Exercise set:
(1) Translate this sentence from the autism symptoms text into French: "Furthermore, symptoms of Autism may vary on an individual basis for each patient."
(2) Print the portion of the autism symptoms text starting at "- Independence - doesn't" and ending at "initially making sounds.".

Text:
==============================

Symptoms of Autism
General information about symptoms of Autism: The symptom information on this page attempts to provide a list of some possible symptoms of Autism. This symptom information has been gathered from various sources, may not be fully accurate, and may not be the full list of symptoms of Autism. Furthermore, symptoms of Autism may vary on an individual basis for each patient. Only your doctor can provide adequate diagnosis of symptoms and whether they are indeed symptoms of Autism.
List of symptoms of Autism: The list of symptoms mentioned in various sources for Autism includes:
- Impaired social interaction
- Not responding to name
- Not look at people
- Not smiling - note that normal newborns do not smile for several weeks
- Avoid eye contact
- Not liking cuddles
- Lack of imaginative play
- Lack of social play
- Inability to make friends
- Lack stranger anxiety - this develops within the first year.
- Lack separation anxiety - once this develops (first year), when mother departs normal infants are upset.
- Independence - doesn't seek help or interact with others.
- Plays alone
- Unprovoked attacks on others
- Verbal communication problems
- Inability to sustain conversation
- Appears deaf at times
- Language stereotyped
- Repetive language
- Unusual language
- Not talking - many autistic infants are mute, or become mute after initially making sounds.

==============================

Region pointing data:
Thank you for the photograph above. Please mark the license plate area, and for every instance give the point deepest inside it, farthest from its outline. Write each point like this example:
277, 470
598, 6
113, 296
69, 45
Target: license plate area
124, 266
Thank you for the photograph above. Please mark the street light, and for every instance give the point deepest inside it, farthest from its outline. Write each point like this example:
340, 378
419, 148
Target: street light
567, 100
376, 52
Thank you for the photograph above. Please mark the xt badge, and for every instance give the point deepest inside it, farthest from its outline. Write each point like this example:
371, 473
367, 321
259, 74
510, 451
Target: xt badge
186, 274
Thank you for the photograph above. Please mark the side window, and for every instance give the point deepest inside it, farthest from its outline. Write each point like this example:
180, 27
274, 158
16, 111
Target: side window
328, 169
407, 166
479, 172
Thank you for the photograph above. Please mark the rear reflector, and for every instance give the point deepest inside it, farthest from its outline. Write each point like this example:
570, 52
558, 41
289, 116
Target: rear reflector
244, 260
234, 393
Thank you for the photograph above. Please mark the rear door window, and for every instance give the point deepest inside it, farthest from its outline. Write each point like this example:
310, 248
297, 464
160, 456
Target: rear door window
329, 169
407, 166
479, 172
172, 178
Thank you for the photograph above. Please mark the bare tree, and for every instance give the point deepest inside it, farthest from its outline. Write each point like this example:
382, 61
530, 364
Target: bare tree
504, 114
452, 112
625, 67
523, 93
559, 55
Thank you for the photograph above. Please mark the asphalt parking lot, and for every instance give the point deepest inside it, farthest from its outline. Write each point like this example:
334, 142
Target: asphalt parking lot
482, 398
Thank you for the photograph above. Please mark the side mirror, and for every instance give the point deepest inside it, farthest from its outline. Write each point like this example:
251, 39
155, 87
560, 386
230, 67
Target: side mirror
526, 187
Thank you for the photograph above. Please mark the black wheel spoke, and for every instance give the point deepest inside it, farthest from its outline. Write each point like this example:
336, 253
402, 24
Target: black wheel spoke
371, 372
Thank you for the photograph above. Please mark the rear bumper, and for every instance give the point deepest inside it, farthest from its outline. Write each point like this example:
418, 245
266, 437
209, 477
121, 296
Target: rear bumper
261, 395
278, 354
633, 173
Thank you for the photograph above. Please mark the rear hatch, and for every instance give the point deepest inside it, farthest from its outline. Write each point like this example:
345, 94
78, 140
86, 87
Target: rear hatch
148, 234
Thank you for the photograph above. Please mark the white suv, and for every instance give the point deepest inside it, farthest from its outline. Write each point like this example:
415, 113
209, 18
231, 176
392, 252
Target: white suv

==============================

Responses per task:
(1) De plus, les symptômes de l'autisme peuvent varier de manière individuelle pour chaque patient.

(2)
- Independence - doesn't seek help or interact with others.
- Plays alone
- Unprovoked attacks on others
- Verbal communication problems
- Inability to sustain conversation
- Appears deaf at times
- Language stereotyped
- Repetive language
- Unusual language
- Not talking - many autistic infants are mute, or become mute after initially making sounds.